ぶんぶんのへそ曲がり音楽日記

オペラ、管弦楽中心のクラシック音楽の音楽会鑑賞記、少々のレビューが中心です。その他クラシック音楽のCD,DVD映像、テレビ映像などについても触れます。 長年の趣味のオーディオにも文中に触れることになります。その他映画や本についても感想記を掲載します。

2015年05月

2015年5月30日
於:新国立劇場(1階9列中央ブロック)

リヒャルト・シュトラウス、「ばらの騎士」
指揮:シュテファン・ショルテス
演出:ジョナサン・ミラー

元帥夫人:アンネ・シュヴァー・ネヴィルムス
オックス:ユルゲン・リン
オクタヴィアン:ステファニー・アタナソフ
ファーニナル:クレメンス・ウンターライナー
ゾフィー:アンケ・リーゲル
マリアンネ:田中美佐代
ヴァルツァッキ:大野光彦
アンニーナ:加納悦子
警部:妻屋秀和
テノール歌手:水口 聡
元帥夫人の執事:加茂下 稔
料理屋の主人:加茂下 稔
公証人:晴 雅彦

合唱:新国立劇場合唱団、TOKYO FM少年合唱団
管弦楽:東京フィルハーモニー交響楽団

2011年の震災の時以来の新国立の「ばらの騎士」である。あの時は震災の為、指揮者のアルミンクも、元帥夫人のカミラ・ニールントもキャンセルになりずたずたの公演だったが、しかし出演者のリカバリーもあり、私の聴いた公演ではスタンディングオベイションもあったほどで、なかなか聴きごたえのあるものだった。
 今回はその時に比べると、歌手陣は更に強力なキャストとなり、聴きごたえのある公演になった。新国立のこのプロダクションはこれで3度目の公演だが、おそらくベストだろう。

 主役級の5人の歌手は超ド級の声の持ち主はいないものの、それぞれの役作りがうまくいっており、それぞれが皆聴きごたえがあった。
 元帥夫人は決してノーブルな貴族という雰囲気ではなく、もう少し砕けた、ブルジョワの奥様といった雰囲気。特に1幕がそうだ。ジョナサン・ミラーの演出が1912年を舞台設定にしているそうだから、貴族よりむしろ相応しい様に思った。まあファーニナルとちょっとかぶるような気もするが!オックスとのやりとりもそれゆえか丁丁発止といった雰囲気。長大なモノローグは少々淡白ながら、説得力のあるもの。声は伸びやかで、しかもここぞと云うところでの力もある。特に3幕の3重唱ではそれを感じた。舞台姿も美しく、特に1幕の最後でたばこをくわえながら物思いにふけるシーンは印象に残った。
 オクタヴィアンのいかにも若き貴公子然とした声と立ち居振る舞いは今日一番の聴きもの/見ものかもしれない。マルシャリンに甘える1幕も可愛らしいし、2幕の登場シーンとゾフィーとの2重唱もぞくぞくする美しさ。ただ2人の衣裳が地味なのでせっかく歌がよいのにもったいない。3幕の3重唱も匂い立つような素晴らししい歌唱だった。

#### [データ内容]

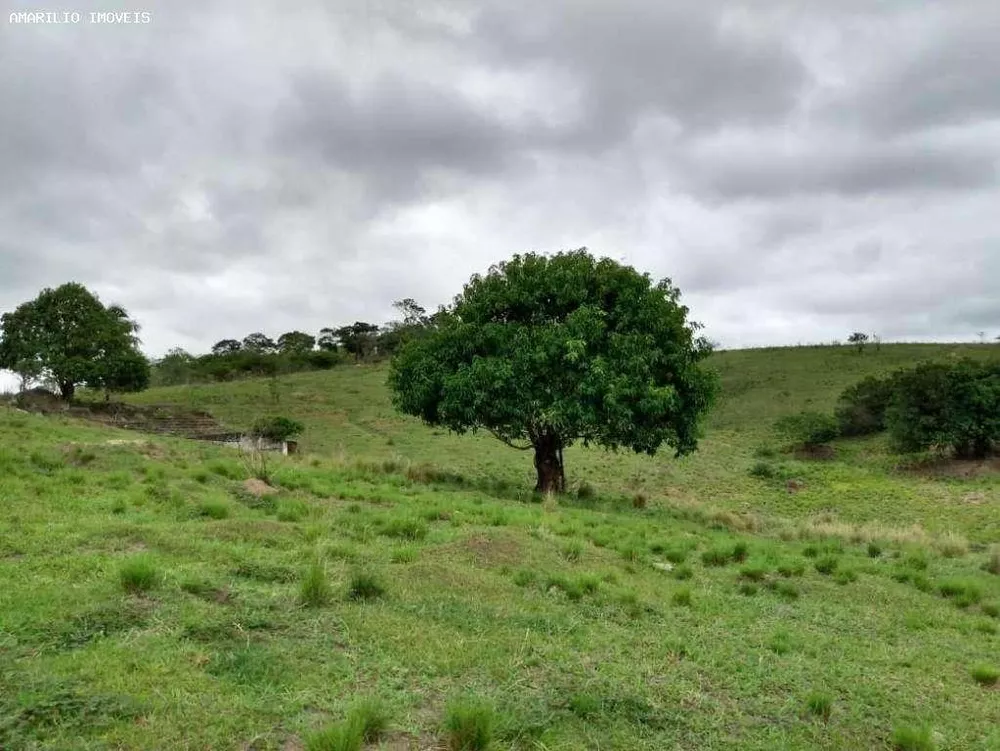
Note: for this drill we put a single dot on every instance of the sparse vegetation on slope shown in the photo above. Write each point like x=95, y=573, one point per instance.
x=135, y=614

#### [実施する課題]
1. 提示テキストに基づき、次の問いに答えよ。解答にも同じ記号を付けること。
(a) 公演が行われた日付と会場はどこか。
(b) 管弦楽を担当した団体はどこか。
(c) ジョナサン・ミラーの演出は何年を舞台設定にしているとされているか。
2. 提示テキストのうち、「元帥夫人は決してノーブルな貴」から「うな素晴らししい歌唱だった。」までを一字一句変えずに書き写せ。
3. 提示テキストで「オクタヴィアンのいかにも」で始まる段落を、主な内容を保ったまま箇条書きに改めよ。

#### [解答]
1.
(a) 2015年5月30日、新国立劇場
(b) 東京フィルハーモニー交響楽団
(c) 1912年

2.
元帥夫人は決してノーブルな貴族という雰囲気ではなく、もう少し砕けた、ブルジョワの奥様といった雰囲気。特に1幕がそうだ。ジョナサン・ミラーの演出が1912年を舞台設定にしているそうだから、貴族よりむしろ相応しい様に思った。まあファーニナルとちょっとかぶるような気もするが!オックスとのやりとりもそれゆえか丁丁発止といった雰囲気。長大なモノローグは少々淡白ながら、説得力のあるもの。声は伸びやかで、しかもここぞと云うところでの力もある。特に3幕の3重唱ではそれを感じた。舞台姿も美しく、特に1幕の最後でたばこをくわえながら物思いにふけるシーンは印象に残った。
 オクタヴィアンのいかにも若き貴公子然とした声と立ち居振る舞いは今日一番の聴きもの/見ものかもしれない。マルシャリンに甘える1幕も可愛らしいし、2幕の登場シーンとゾフィーとの2重唱もぞくぞくする美しさ。ただ2人の衣裳が地味なのでせっかく歌がよいのにもったいない。3幕の3重唱も匂い立つような素晴らししい歌唱だった。

3.
- オクタヴィアンの若き貴公子然とした声と立ち居振る舞いは、この日一番の聴きもの/見ものかもしれない。
- マルシャリンに甘える1幕は可愛らしい。
- 2幕の登場シーンとゾフィーとの2重唱は、ぞくぞくする美しさである。
- ただし2人の衣裳が地味で、歌がよいだけにもったいない。
- 3幕の3重唱も、匂い立つような見事な歌唱だった。